◆ THE PROBLEM:
Scan the records for lines with the word "orange", and copy every such line.

DATA FOR THIS TASK Block Start

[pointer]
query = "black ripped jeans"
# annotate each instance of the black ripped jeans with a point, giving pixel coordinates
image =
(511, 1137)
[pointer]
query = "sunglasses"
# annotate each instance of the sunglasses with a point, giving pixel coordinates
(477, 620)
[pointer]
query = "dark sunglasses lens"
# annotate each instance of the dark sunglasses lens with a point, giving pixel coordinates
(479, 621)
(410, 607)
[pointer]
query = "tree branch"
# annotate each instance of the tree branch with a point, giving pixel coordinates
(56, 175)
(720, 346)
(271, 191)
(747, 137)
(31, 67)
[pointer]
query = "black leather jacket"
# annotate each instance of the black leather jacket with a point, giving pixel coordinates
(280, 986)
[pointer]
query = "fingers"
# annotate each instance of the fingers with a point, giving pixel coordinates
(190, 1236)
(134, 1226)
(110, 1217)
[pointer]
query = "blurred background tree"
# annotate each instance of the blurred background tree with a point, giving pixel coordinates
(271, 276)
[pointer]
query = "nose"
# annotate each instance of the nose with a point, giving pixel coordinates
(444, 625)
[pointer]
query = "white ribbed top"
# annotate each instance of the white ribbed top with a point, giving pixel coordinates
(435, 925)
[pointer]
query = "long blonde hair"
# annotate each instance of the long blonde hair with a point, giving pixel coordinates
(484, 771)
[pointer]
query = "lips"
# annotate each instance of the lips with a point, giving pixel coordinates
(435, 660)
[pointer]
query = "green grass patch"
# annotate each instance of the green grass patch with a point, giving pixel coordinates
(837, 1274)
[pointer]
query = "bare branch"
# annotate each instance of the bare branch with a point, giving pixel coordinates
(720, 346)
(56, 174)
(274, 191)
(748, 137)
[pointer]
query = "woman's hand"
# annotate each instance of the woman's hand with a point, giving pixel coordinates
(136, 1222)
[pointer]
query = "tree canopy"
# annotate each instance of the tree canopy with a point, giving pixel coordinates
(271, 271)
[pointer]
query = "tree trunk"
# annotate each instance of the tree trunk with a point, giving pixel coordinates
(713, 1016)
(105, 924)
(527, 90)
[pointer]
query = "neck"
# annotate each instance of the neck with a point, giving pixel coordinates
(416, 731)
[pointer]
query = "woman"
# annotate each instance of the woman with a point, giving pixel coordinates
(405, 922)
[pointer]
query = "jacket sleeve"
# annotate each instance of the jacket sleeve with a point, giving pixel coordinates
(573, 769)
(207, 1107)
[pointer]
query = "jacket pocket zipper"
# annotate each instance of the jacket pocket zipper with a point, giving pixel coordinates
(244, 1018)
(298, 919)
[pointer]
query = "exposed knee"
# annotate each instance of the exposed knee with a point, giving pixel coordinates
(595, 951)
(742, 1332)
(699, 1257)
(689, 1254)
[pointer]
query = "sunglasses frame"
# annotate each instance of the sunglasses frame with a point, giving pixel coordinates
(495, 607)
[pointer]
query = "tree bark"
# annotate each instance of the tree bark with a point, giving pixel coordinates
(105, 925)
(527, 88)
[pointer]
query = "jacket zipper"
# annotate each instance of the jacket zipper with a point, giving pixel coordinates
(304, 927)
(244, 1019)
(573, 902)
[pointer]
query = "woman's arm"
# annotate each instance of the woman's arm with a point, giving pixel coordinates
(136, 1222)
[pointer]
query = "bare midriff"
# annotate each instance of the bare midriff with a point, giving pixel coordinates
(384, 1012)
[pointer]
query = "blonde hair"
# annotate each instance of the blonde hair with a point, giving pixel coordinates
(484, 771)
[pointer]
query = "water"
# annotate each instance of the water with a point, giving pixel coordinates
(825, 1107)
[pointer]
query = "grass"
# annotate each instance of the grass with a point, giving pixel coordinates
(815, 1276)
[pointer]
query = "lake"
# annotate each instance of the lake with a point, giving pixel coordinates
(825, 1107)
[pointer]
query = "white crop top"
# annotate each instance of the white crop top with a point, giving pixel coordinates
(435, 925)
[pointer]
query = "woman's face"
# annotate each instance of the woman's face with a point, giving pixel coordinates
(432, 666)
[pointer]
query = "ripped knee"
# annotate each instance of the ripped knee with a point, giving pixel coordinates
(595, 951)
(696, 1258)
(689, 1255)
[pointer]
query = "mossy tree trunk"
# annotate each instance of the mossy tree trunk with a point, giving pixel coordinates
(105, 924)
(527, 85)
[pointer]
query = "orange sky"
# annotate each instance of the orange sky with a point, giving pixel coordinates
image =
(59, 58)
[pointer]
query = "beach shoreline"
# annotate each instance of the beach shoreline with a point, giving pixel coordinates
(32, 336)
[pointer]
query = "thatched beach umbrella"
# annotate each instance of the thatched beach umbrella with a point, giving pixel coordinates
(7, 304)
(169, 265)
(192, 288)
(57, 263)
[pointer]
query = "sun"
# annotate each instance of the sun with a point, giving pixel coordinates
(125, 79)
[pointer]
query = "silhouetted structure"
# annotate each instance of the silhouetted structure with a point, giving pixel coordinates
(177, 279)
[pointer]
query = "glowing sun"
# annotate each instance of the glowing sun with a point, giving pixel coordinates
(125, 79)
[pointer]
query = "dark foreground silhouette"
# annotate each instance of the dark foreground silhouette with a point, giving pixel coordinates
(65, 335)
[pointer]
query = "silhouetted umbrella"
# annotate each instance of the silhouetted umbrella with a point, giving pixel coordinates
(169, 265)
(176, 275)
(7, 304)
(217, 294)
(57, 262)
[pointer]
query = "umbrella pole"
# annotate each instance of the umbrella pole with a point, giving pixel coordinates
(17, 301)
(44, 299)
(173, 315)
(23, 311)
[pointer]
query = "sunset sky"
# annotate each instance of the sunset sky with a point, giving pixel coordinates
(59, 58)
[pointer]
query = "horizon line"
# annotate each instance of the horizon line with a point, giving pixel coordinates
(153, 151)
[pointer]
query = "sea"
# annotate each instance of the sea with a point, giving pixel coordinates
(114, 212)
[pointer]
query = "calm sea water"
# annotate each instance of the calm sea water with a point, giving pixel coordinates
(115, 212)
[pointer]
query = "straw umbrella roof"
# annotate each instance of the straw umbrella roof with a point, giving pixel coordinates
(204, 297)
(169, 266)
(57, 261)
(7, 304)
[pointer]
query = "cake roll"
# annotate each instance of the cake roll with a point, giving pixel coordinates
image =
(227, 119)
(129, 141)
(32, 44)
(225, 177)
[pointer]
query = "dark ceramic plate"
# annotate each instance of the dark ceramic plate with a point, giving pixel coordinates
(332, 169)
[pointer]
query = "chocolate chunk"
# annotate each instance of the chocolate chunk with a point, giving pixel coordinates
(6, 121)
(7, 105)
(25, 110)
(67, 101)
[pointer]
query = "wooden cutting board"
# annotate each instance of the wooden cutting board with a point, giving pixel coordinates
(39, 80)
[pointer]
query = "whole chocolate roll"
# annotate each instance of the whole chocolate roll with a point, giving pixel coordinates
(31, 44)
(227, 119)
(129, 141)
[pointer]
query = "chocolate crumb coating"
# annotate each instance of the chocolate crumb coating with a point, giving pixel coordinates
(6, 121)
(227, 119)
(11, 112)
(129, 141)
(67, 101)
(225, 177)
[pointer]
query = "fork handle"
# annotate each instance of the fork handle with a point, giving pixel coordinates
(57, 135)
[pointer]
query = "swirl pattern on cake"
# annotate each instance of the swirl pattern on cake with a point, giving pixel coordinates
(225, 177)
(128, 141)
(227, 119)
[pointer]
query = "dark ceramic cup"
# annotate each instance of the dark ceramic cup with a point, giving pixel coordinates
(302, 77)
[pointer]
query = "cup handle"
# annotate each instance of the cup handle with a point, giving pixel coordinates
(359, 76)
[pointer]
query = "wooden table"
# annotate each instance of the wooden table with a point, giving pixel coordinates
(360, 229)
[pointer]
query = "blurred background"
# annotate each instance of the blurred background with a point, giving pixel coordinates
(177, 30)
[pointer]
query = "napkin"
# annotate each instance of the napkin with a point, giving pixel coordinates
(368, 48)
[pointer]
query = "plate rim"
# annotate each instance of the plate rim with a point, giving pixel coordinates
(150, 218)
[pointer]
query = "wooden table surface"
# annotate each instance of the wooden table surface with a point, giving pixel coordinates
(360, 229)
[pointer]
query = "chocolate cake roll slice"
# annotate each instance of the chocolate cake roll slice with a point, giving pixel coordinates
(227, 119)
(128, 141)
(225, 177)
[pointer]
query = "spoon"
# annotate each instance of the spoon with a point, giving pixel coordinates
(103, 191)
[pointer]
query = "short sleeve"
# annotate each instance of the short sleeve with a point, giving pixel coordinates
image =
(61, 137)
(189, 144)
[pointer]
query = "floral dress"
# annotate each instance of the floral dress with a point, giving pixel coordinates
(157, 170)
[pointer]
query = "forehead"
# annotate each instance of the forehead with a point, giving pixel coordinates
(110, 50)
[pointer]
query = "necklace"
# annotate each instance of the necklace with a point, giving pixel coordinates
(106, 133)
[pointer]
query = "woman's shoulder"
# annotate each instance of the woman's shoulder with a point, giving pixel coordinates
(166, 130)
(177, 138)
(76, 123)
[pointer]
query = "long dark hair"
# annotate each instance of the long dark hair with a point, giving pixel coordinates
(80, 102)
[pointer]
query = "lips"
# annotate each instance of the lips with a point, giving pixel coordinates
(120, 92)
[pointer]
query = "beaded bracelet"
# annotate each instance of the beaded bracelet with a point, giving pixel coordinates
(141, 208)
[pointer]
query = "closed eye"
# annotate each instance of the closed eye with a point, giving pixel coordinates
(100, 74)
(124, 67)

DATA FOR THIS TASK Block End

◆ ANSWER FOR THE TASK:
query = "orange sky"
# annotate each instance of the orange sky with a point, giving pixel coordinates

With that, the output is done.